— Start of DATA SHOWN —

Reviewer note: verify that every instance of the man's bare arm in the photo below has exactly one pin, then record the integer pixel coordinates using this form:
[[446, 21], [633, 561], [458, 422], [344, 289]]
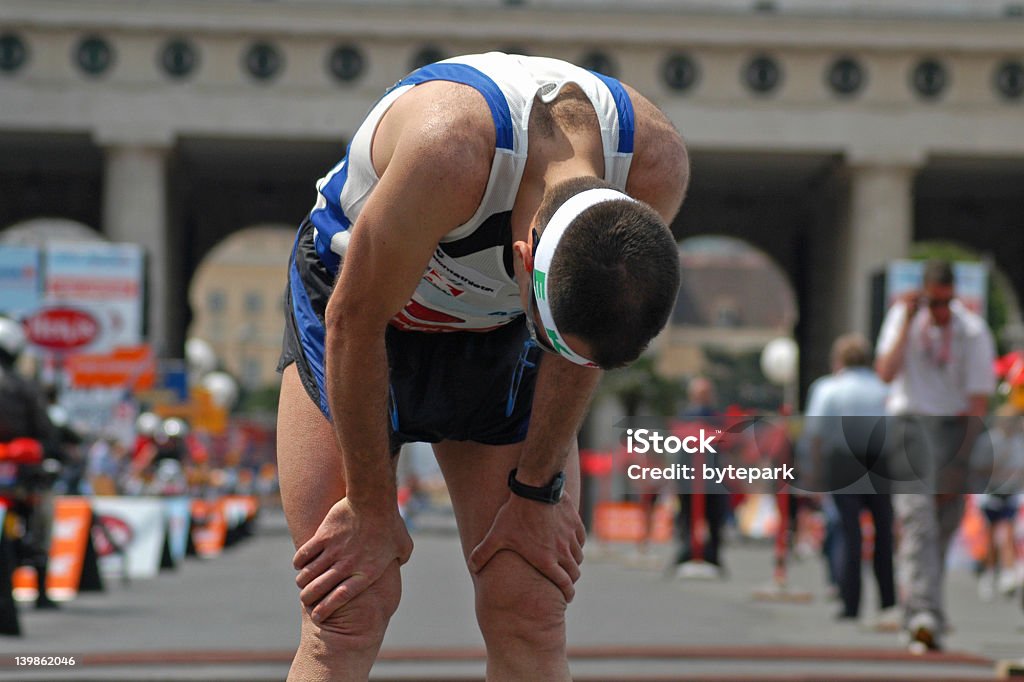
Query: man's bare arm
[[433, 180]]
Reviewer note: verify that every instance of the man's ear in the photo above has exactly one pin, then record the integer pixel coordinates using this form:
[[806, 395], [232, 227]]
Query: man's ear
[[524, 252]]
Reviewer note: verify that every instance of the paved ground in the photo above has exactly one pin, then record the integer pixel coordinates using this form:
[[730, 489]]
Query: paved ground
[[235, 619]]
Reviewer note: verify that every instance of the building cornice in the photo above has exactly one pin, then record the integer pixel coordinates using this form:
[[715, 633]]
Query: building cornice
[[602, 25]]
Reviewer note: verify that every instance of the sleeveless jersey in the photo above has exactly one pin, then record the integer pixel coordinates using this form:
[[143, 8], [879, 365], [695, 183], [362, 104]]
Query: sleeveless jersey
[[469, 284]]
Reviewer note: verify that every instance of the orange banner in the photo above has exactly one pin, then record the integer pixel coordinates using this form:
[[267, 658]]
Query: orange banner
[[131, 367], [209, 527], [624, 521]]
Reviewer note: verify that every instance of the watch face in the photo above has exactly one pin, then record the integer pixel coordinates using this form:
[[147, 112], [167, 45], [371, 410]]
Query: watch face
[[557, 485]]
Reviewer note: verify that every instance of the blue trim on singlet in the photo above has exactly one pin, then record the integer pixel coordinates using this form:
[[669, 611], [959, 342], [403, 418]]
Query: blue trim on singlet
[[310, 332], [462, 73], [625, 108], [331, 219]]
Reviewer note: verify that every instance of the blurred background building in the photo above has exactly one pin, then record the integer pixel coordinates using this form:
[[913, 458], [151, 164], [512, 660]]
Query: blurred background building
[[828, 136]]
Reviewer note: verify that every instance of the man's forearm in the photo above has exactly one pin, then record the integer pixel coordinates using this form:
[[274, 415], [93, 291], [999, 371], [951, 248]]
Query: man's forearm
[[560, 400], [356, 385]]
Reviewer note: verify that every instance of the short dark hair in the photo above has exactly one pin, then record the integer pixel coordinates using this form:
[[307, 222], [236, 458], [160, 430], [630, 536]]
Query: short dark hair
[[938, 272], [614, 275], [851, 350]]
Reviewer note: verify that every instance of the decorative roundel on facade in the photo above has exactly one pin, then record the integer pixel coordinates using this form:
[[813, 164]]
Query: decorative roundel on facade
[[13, 52], [94, 55], [426, 55], [178, 58], [846, 76], [1010, 80], [600, 62], [930, 79], [680, 72], [346, 64], [264, 60], [763, 74]]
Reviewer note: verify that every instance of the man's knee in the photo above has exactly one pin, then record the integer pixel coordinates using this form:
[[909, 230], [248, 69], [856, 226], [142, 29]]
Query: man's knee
[[515, 603], [359, 625]]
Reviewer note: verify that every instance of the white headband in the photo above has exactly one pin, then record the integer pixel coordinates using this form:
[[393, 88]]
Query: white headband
[[553, 232]]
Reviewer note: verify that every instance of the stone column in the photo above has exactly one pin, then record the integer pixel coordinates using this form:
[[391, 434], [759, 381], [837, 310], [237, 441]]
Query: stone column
[[880, 228], [135, 211]]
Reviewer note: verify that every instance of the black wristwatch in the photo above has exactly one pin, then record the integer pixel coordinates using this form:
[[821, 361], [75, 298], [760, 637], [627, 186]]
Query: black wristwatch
[[549, 494]]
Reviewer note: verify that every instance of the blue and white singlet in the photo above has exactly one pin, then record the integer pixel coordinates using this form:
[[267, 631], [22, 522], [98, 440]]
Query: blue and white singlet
[[468, 283]]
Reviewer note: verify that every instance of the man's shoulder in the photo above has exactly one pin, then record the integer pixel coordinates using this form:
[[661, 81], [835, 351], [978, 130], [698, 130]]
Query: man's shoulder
[[974, 325]]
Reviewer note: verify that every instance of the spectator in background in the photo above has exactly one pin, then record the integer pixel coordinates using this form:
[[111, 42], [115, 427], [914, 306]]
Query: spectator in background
[[938, 356], [839, 418], [700, 393], [24, 415], [1000, 459]]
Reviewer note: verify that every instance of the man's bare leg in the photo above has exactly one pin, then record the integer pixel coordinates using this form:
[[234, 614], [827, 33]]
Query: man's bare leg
[[344, 646], [520, 612]]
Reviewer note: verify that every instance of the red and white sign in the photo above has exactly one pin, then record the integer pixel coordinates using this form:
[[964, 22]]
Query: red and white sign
[[61, 329], [104, 280], [132, 367]]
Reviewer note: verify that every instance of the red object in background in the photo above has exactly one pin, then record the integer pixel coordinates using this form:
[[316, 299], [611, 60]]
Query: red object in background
[[22, 451], [595, 463], [61, 329], [1011, 368]]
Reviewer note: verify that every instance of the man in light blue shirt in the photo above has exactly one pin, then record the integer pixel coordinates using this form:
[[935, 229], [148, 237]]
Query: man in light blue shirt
[[845, 436]]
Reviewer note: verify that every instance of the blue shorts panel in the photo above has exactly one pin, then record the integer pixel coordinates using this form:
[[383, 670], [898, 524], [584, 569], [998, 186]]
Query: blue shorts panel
[[443, 385]]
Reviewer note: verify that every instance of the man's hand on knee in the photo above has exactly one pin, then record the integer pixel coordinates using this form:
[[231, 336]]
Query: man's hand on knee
[[348, 553], [550, 538]]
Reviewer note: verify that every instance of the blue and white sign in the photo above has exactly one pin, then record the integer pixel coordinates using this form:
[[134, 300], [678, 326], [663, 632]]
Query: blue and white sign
[[19, 282]]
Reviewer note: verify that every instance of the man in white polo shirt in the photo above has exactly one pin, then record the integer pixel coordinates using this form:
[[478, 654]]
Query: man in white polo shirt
[[938, 357]]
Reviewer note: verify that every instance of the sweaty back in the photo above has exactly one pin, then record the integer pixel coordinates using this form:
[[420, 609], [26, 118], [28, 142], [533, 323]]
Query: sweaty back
[[469, 284]]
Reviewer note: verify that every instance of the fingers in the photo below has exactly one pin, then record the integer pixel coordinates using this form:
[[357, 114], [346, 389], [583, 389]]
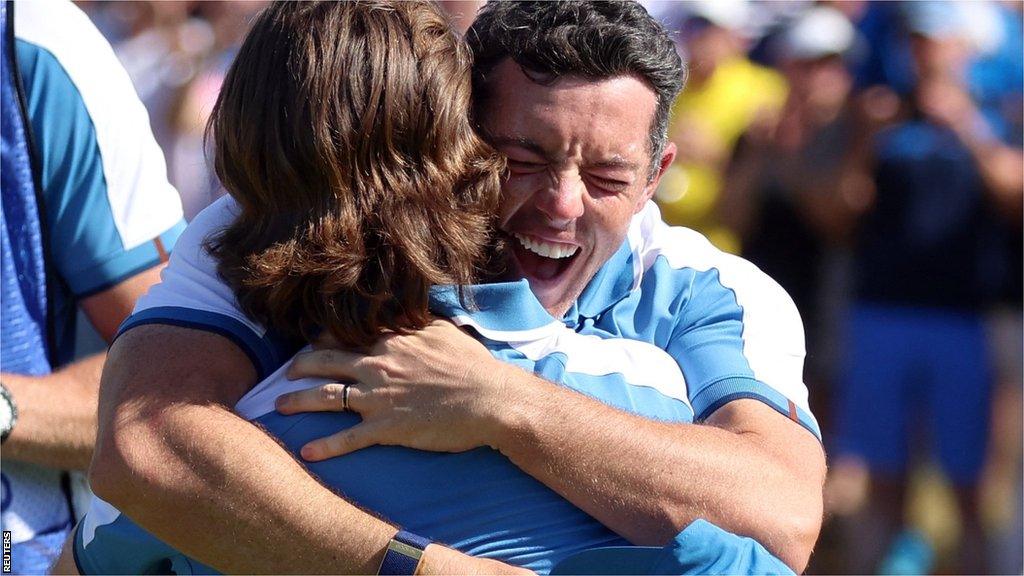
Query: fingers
[[345, 442], [336, 364]]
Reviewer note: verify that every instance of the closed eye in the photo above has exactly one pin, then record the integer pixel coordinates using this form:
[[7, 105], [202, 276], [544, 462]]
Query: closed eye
[[608, 184], [520, 167]]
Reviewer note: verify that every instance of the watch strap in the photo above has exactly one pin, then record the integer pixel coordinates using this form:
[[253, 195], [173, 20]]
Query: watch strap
[[9, 401], [403, 553]]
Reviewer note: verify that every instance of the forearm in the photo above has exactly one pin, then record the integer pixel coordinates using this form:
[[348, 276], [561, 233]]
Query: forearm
[[56, 424], [648, 480], [999, 165], [220, 490]]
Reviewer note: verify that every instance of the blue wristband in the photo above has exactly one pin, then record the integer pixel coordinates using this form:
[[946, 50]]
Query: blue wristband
[[403, 553]]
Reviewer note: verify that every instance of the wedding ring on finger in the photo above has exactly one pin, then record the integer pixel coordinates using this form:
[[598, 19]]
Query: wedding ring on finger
[[344, 398]]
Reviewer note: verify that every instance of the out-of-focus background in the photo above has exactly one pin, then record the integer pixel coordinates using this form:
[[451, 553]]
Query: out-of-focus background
[[868, 157]]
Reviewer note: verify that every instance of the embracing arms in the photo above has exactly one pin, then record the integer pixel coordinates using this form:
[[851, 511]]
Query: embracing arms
[[173, 456], [749, 468]]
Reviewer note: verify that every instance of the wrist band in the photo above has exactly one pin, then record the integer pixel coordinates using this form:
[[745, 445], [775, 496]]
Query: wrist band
[[403, 553]]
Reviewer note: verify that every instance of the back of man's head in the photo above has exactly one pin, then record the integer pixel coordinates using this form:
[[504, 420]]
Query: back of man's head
[[594, 40]]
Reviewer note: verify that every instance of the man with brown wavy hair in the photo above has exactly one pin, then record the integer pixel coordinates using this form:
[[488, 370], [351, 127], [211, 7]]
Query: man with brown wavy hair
[[573, 92]]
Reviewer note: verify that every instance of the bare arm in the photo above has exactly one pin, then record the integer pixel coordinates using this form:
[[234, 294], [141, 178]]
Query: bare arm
[[60, 435], [169, 442], [752, 470]]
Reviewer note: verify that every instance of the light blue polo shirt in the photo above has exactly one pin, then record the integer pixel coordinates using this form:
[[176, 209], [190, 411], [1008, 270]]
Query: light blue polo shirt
[[648, 336]]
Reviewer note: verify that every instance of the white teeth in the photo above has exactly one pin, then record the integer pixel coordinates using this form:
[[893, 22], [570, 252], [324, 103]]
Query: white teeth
[[546, 249]]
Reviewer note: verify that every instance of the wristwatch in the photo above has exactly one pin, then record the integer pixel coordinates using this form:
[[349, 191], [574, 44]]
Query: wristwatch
[[8, 413], [403, 553]]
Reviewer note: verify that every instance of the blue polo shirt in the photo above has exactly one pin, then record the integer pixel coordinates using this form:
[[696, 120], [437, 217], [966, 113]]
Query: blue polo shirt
[[659, 333]]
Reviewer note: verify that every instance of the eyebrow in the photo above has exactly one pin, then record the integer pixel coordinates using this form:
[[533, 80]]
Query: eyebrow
[[520, 141], [615, 162]]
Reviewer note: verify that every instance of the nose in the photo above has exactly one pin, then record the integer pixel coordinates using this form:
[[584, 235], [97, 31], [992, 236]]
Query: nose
[[562, 202]]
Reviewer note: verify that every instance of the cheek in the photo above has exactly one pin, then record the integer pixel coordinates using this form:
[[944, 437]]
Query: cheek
[[515, 193]]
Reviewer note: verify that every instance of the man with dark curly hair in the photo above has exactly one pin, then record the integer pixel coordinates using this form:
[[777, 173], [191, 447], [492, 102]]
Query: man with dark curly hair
[[576, 94]]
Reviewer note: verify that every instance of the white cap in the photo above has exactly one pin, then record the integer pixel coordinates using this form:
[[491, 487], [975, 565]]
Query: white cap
[[731, 14], [819, 32]]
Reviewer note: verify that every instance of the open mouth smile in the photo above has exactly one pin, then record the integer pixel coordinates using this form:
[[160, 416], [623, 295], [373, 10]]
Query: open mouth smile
[[542, 259]]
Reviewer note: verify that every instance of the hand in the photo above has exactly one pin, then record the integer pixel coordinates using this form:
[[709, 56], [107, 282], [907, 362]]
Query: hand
[[435, 389], [439, 560]]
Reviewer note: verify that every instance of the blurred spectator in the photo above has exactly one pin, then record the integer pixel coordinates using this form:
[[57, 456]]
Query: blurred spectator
[[724, 95], [87, 219], [929, 260]]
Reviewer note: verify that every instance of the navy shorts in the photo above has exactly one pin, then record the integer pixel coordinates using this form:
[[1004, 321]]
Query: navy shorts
[[906, 366]]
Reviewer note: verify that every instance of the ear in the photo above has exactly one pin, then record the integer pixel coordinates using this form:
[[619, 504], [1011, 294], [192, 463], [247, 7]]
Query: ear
[[668, 157]]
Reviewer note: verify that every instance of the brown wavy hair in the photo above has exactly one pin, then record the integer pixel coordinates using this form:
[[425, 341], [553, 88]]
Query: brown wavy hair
[[343, 132]]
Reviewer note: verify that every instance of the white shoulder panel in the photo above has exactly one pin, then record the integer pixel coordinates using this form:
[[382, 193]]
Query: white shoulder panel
[[773, 332]]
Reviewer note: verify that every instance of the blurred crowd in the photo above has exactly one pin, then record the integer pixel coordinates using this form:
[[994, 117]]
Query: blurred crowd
[[865, 155]]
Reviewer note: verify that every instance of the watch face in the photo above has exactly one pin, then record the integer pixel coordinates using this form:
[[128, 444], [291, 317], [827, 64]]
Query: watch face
[[6, 414]]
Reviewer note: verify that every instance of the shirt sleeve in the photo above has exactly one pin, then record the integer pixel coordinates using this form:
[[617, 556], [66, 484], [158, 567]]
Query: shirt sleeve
[[111, 211], [739, 335], [109, 542], [192, 294]]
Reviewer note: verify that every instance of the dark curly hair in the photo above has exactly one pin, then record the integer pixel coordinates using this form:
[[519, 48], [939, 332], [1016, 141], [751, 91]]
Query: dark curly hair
[[594, 40], [343, 132]]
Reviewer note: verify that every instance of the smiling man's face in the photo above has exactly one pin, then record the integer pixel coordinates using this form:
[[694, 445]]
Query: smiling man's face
[[579, 169]]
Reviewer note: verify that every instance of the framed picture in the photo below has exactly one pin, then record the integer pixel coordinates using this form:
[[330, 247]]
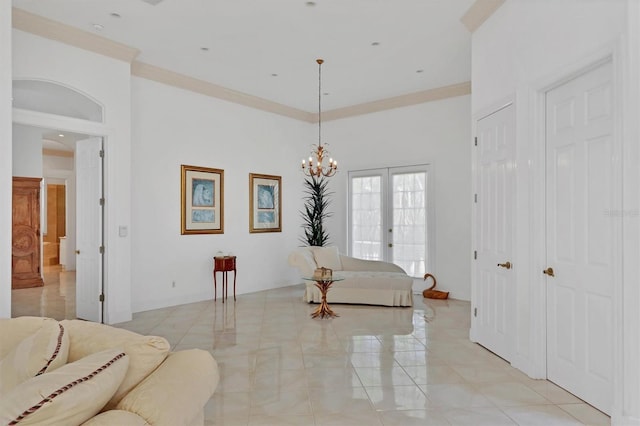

— End of DATA SHOWN —

Format the items from the line containing "Reviewer note: verify that every instance of the blue polo" through the line containing "[[731, 14], [819, 32]]" as a numbered list, leaving out any blank lines. Include only those lines.

1. Reviewer note: verify that every instance of the blue polo shirt in the photo above has exactly one pin, then record the integer pixel coordinates using this form:
2. [[696, 120], [437, 217], [966, 113]]
3. Query: blue polo shirt
4. [[659, 333]]
5. Reviewer note: verify that every instance of the eyebrow in the photo above has exactly one pin, then record the integer pixel coordinates using this form:
6. [[533, 80]]
7. Query: eyebrow
8. [[520, 141], [615, 162]]
9. Reviewer note: verify that every instance of the nose in the photo above has exactly one pin, then record the integer pixel coordinates using this form:
10. [[584, 235], [97, 31], [992, 236]]
11. Query: nose
12. [[562, 202]]
13. Reviewer note: verify that every instance of the cheek in the photo above has exactly one pin, then record the integer pixel coordinates using this form:
14. [[944, 437]]
15. Query: cheek
16. [[515, 193]]
17. Reviewer note: verify that every instance of the man with dark curly hair in the photo above has exactly one pin, then record the integer pixel coordinates using this form:
18. [[777, 173], [191, 447], [492, 102]]
19. Query: man with dark curly hair
20. [[576, 94]]
21. Reviewer note: verify that every instance of the white cap in the photo above has exactly one pin, then record the integer pixel coordinates using this form:
22. [[491, 487], [975, 565]]
23. Query: white cap
24. [[731, 14], [819, 32]]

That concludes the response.